Por un lado, explican, se había generado una dinámica dañina en el mercado cambiario formal mayorista. La demanda por dólares por parte de importadores que, explican con suspicacia, necesitaba adelantar pagos mucho antes de que sus proveedores en el exterior embarquen sus compras se había disparado.

Y esto justo había pasado en el trimestre del año en que menos divisas del agro entran a la plaza cambiaria. Para peor, en época de elecciones, donde la dolarización tiende a acelerarse. Había que pararlo, explican. Y, aseguran con vehemencia, pasados 30 días de las nuevas condiciones para entrar al mercado de cambio formal esperan tener una situación más holgada con la que rever las reglas para importadores.

En bancos y empresas no son tan optimistas, pero en los pasillos oficiales descartan esas visiones como exageraciones tradicionales.

Lo mismo en el mercado de los dólares financieros. Ya reducido e hipersegmentado por recientes regulaciones establecidas tan pronto como en agosto pasado. Al Banco Central le estaba costando demasiado caro mantener al dólar MEP y al contado con liquidación implícito en el Bonar 30 a raya.

Para tener bajas a esas cotizaciones que son, tradicionalmente, las de referencia y las que llegan a los títulos periodísticos la entidad vende dólares a través de bonos. Con esa cotización testigo, confían, la temida cotización “blue” no va a dispararse y empeorar el mal resultado electoral.

Si después los operadores compran y venden dólares a $190 a través del segmento de negociación bilateral (Senebi), de Letras a Descuento (Ledes) u otros activos útiles para operaciones cambiarias, no es problema. Mientras el votante de a pie sepa que hay un dólar financiero estable en $175 no debería haber sustos con el billete en medio de un proceso electoral que ya de por sí es pesadillezco para el oficialismo.
- - - - -
* Qué hay que hacer: Según el extracto, ¿en qué valor debe saber el votante de a pie que se mantiene estable el dólar financiero? No es necesario consultar los datos.

* Listado de datos:
- - - - -
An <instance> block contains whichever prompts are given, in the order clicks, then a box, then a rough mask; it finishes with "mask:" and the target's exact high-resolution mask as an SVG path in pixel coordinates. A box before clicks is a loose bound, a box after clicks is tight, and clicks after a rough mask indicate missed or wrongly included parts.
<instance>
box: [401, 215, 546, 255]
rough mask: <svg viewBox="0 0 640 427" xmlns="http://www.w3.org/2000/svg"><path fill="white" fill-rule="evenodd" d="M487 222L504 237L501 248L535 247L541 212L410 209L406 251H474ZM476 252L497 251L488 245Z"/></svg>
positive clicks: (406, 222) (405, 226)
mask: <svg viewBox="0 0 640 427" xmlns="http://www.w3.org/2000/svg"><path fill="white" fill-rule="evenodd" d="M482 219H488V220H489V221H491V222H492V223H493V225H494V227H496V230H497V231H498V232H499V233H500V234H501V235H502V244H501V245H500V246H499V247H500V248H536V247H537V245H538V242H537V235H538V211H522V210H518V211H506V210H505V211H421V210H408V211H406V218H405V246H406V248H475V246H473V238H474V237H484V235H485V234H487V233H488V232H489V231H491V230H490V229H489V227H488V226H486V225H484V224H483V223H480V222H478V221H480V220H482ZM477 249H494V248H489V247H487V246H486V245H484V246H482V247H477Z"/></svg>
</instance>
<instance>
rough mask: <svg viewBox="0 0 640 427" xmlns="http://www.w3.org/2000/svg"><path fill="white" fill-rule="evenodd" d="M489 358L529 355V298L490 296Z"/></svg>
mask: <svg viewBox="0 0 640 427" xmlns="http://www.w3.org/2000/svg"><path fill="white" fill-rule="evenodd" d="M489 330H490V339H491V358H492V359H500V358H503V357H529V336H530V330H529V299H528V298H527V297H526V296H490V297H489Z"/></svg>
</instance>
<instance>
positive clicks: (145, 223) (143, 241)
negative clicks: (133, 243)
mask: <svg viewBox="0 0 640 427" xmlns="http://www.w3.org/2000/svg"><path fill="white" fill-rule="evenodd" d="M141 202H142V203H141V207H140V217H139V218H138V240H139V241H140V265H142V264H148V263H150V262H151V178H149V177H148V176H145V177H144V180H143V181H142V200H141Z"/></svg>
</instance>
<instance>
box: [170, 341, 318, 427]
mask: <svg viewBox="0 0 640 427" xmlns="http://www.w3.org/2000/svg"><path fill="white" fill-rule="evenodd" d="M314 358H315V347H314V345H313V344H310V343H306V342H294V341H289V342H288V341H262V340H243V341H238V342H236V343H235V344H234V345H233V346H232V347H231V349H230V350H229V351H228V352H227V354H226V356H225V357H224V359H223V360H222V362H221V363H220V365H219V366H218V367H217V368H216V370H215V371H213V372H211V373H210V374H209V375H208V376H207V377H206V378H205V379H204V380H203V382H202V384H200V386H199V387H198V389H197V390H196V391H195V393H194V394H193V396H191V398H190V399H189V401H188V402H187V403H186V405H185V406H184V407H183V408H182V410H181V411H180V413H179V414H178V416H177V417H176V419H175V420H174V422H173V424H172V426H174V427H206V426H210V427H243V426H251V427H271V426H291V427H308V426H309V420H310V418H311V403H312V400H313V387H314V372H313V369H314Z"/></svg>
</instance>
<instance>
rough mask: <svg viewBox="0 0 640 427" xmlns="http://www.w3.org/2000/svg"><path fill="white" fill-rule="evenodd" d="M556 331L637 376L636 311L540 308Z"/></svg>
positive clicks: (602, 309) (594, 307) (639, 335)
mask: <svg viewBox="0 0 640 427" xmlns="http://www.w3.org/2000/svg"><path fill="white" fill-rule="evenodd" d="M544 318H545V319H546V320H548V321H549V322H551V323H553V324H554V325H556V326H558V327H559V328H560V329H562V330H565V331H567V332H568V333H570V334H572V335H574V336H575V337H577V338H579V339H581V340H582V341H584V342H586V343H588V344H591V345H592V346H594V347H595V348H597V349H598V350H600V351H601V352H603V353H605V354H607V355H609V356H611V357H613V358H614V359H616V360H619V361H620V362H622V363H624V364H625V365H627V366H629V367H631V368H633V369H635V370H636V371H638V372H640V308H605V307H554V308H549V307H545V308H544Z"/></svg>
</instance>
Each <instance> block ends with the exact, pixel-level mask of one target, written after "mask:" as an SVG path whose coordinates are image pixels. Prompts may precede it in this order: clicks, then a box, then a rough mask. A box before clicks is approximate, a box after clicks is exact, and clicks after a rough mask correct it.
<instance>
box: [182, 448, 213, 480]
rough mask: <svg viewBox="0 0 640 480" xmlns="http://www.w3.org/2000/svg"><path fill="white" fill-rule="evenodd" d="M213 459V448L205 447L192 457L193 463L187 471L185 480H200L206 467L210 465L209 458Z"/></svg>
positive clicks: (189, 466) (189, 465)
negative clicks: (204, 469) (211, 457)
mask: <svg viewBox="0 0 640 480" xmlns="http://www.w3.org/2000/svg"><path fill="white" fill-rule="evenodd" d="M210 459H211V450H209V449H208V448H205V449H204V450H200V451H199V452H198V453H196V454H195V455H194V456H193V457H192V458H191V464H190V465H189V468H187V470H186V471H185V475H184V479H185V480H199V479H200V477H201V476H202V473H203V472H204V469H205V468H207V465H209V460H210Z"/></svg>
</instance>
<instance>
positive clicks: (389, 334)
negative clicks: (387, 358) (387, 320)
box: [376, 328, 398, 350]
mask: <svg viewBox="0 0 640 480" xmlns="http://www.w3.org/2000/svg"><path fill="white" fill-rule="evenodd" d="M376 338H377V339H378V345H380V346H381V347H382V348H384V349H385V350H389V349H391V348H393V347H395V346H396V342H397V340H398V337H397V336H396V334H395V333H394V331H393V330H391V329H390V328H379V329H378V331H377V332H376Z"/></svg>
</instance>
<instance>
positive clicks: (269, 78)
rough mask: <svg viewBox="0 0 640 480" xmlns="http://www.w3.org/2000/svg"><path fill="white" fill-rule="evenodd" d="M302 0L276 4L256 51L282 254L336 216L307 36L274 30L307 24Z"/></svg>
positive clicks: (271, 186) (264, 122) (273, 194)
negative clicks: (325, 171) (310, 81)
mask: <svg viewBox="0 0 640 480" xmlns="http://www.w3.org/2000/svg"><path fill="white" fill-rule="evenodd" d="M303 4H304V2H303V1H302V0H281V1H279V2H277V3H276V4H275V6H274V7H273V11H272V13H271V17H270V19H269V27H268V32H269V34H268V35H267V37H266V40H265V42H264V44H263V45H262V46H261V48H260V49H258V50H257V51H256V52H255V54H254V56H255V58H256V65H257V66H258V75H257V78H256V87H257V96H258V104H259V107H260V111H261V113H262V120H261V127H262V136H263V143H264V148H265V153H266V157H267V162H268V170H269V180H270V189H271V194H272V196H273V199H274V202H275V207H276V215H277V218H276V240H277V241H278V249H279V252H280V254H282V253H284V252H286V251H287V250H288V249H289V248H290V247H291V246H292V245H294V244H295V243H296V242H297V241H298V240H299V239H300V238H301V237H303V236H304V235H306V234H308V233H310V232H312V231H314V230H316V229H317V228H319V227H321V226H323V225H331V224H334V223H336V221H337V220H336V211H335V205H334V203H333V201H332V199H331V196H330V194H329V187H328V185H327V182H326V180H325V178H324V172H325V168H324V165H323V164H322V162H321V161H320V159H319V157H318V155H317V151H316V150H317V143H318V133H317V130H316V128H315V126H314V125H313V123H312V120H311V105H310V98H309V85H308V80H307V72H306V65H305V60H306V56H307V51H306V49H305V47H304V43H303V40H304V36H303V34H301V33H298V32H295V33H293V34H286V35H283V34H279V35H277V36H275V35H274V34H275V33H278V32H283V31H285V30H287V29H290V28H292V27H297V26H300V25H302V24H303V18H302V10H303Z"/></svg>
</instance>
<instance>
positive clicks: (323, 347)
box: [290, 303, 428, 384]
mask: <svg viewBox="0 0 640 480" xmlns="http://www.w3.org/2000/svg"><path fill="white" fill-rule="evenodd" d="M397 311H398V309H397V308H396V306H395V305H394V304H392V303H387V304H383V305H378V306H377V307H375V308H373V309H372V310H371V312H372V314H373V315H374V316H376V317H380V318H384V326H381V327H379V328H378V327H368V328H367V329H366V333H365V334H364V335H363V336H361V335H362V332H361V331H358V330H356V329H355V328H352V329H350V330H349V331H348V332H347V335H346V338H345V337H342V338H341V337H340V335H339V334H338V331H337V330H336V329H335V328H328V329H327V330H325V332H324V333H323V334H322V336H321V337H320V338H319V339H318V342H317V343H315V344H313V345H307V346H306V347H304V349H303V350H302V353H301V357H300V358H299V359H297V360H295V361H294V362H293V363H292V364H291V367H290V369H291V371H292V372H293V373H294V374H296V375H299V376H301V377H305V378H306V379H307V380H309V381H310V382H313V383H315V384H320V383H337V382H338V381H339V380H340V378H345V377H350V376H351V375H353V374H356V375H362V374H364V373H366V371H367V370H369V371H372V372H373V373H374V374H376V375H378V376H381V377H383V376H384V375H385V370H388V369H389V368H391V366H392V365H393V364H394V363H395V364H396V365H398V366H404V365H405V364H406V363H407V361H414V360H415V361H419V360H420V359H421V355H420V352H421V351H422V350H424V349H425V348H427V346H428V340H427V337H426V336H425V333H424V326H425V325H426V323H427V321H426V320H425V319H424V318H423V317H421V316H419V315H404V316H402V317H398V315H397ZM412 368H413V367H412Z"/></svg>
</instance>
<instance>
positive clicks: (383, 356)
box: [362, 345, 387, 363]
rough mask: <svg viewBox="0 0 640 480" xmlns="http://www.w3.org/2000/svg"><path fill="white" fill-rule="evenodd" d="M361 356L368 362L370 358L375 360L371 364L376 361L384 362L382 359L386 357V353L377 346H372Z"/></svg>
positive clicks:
- - - - -
* Solución: En $175.